What you need to do> Exactly the lines from the one with "Task: set a dot on every instance of the white clothing" through the end of the data below must be set down, and no pictures with them.

########

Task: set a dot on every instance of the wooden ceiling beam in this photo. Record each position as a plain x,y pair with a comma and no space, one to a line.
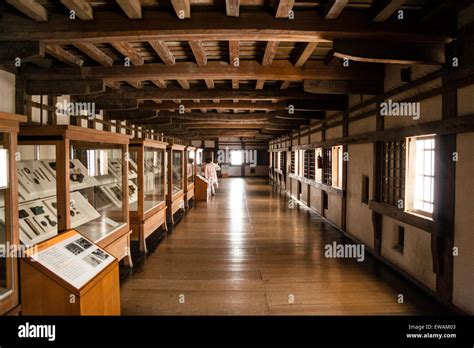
95,53
241,105
198,51
306,53
182,8
285,84
77,87
335,8
284,7
116,104
343,87
390,53
63,55
159,83
126,49
163,51
31,9
235,84
132,8
268,56
210,83
135,84
112,85
247,70
232,7
25,50
82,8
247,93
270,51
132,114
183,83
383,9
307,26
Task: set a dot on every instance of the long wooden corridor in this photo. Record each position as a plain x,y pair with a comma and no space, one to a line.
247,252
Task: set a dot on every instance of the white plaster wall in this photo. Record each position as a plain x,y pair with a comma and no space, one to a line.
7,92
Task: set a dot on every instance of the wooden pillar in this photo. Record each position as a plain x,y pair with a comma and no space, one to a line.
20,95
442,239
345,133
323,138
62,184
377,181
106,124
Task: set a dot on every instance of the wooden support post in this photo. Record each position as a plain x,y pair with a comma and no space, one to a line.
20,95
345,133
377,181
63,184
442,239
323,138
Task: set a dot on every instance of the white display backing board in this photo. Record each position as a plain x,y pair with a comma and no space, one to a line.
76,260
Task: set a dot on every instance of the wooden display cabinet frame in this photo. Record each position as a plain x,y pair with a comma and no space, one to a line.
116,243
200,153
174,202
45,293
189,186
144,223
10,125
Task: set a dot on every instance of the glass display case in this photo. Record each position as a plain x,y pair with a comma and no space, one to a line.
9,239
198,162
190,174
148,211
176,173
74,177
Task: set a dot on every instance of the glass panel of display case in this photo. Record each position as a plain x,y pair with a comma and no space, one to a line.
96,179
154,172
190,167
177,171
6,271
199,162
133,206
36,187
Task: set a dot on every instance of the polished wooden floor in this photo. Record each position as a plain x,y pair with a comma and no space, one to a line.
247,253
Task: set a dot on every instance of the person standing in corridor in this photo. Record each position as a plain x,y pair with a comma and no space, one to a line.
211,175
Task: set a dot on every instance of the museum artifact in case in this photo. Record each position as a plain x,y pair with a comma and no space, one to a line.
175,190
190,174
148,212
198,162
74,177
69,275
9,239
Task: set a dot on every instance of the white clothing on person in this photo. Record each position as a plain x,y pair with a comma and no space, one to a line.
211,175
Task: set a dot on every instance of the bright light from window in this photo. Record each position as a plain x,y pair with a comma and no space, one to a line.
236,158
424,173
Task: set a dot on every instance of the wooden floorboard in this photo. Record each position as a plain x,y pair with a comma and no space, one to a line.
247,253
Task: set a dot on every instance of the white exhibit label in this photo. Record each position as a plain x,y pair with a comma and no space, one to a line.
75,260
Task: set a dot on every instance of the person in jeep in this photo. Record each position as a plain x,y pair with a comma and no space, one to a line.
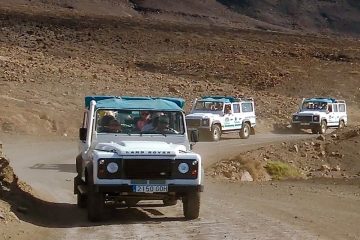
109,124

########

Exercise output>
Task: set a dot on every instance of the white clothing on person in this photo. Record each position as a plain x,y pair with a comma and no space, one to a line.
211,175
Task: set a dot on every instance of the bright light from window in this photo. Record each position as a plain x,y pair with a comma and no space, one to a line.
236,158
424,173
Task: set a dot on every instance of the wooden floorboard in this photo. Record each position as a plain x,y pair with a comma and no space, one to a line.
247,253
Task: set a dot on every instance of the white exhibit label in this photo. Record each position as a plain x,y pair with a comma and no space, one to a line.
75,260
Task: set a dot on every instance of the person in jeep in this photo. Record each position as a plain x,y pair with a comma and no space, one to a line.
109,124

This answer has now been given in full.